Instructions to follow:
Find each line below that contains the string "target", with case counting, and copy those lines out.

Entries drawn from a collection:
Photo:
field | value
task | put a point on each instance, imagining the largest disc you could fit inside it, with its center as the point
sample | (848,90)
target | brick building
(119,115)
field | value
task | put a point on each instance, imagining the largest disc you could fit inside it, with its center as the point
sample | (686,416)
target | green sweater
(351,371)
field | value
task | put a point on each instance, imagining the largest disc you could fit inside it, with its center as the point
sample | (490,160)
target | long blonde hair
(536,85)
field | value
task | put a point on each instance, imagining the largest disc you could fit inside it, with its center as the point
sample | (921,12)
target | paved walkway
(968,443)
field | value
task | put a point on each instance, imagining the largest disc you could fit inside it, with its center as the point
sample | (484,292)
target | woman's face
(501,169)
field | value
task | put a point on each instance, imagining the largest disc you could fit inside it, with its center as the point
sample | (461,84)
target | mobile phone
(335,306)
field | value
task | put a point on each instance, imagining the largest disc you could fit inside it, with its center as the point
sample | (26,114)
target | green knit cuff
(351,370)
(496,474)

Answer to the task:
target | brick building
target | green sweater
target | long blonde hair
target | paved walkway
target | woman's face
target | mobile phone
target | green knit cuff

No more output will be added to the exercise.